THE TASK
Pull out the rows below, from the one containing "Would you mind annotating the mustache" through the last row, and reproduce them unchanged.
— Start SOURCE DATA —
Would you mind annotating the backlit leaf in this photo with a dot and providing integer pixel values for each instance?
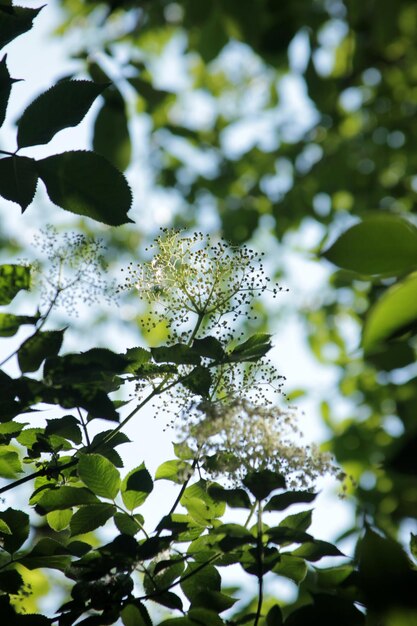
(13, 278)
(86, 183)
(62, 106)
(99, 474)
(381, 245)
(393, 313)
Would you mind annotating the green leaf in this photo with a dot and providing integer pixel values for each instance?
(209, 347)
(47, 553)
(315, 550)
(127, 524)
(198, 501)
(260, 484)
(198, 579)
(4, 528)
(298, 521)
(176, 470)
(13, 278)
(85, 183)
(136, 487)
(284, 500)
(10, 324)
(274, 616)
(393, 313)
(6, 83)
(135, 615)
(66, 426)
(291, 567)
(235, 498)
(111, 136)
(18, 523)
(18, 180)
(99, 474)
(59, 520)
(205, 616)
(252, 349)
(64, 498)
(10, 464)
(90, 517)
(38, 347)
(10, 581)
(381, 245)
(179, 353)
(62, 106)
(198, 381)
(15, 21)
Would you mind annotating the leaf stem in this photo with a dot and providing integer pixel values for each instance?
(259, 556)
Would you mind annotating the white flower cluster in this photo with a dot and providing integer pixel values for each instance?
(74, 271)
(193, 277)
(239, 437)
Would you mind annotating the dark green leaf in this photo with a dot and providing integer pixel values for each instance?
(47, 553)
(6, 83)
(10, 324)
(198, 381)
(65, 497)
(99, 474)
(10, 464)
(252, 349)
(315, 550)
(274, 616)
(63, 105)
(393, 313)
(298, 521)
(10, 581)
(209, 347)
(18, 180)
(85, 183)
(291, 567)
(15, 21)
(136, 487)
(66, 426)
(382, 245)
(38, 347)
(18, 522)
(284, 500)
(282, 535)
(13, 278)
(205, 616)
(111, 136)
(176, 470)
(327, 609)
(260, 484)
(135, 615)
(59, 520)
(127, 524)
(90, 517)
(235, 498)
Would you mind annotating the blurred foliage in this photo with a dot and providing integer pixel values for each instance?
(216, 88)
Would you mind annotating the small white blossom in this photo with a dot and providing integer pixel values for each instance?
(238, 437)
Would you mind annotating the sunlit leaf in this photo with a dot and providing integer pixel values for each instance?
(99, 474)
(38, 347)
(90, 517)
(13, 278)
(15, 21)
(381, 245)
(393, 313)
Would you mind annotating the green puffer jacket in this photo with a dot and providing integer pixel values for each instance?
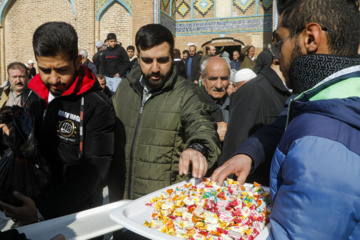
(154, 137)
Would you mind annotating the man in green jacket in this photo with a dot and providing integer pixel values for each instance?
(165, 132)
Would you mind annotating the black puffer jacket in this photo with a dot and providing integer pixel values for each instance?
(78, 179)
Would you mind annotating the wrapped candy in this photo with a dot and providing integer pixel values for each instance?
(210, 212)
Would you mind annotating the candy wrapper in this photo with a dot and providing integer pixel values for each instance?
(208, 211)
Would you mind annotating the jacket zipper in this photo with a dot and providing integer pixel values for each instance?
(132, 151)
(135, 135)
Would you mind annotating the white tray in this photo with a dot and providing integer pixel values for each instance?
(78, 226)
(133, 215)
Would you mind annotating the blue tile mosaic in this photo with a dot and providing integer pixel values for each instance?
(266, 4)
(165, 3)
(183, 9)
(213, 26)
(243, 5)
(203, 6)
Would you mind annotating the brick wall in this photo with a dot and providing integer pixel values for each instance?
(21, 20)
(247, 38)
(22, 17)
(117, 20)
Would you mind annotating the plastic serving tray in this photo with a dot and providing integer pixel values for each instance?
(133, 215)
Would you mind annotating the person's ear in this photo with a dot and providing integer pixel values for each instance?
(314, 39)
(203, 82)
(78, 62)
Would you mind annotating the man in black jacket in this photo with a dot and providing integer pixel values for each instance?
(115, 63)
(86, 62)
(215, 76)
(98, 56)
(77, 131)
(192, 65)
(256, 104)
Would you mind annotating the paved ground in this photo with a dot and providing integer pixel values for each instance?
(6, 223)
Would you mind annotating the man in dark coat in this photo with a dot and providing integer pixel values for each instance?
(114, 63)
(77, 131)
(180, 65)
(86, 62)
(256, 104)
(98, 56)
(192, 65)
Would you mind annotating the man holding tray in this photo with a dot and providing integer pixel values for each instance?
(315, 170)
(165, 132)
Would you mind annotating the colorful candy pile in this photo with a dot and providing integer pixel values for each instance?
(208, 211)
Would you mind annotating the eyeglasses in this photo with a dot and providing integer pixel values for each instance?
(275, 48)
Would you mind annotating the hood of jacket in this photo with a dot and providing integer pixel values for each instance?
(337, 96)
(84, 81)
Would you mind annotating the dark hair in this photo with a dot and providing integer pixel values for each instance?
(152, 35)
(111, 36)
(187, 52)
(334, 16)
(54, 38)
(16, 65)
(176, 53)
(192, 46)
(273, 36)
(100, 76)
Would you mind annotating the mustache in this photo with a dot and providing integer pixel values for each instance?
(215, 89)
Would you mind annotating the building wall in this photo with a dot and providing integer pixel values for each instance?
(117, 20)
(200, 21)
(196, 21)
(258, 40)
(18, 30)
— End SOURCE DATA —
THE REPLY
Would you mind annotating the mustache in this photo with a dot and providing integer pixel values for each instance?
(215, 89)
Would you mind annotating the building wall in this photo with a dot and providing integer pixel values for each instance?
(117, 20)
(200, 21)
(196, 21)
(258, 40)
(18, 30)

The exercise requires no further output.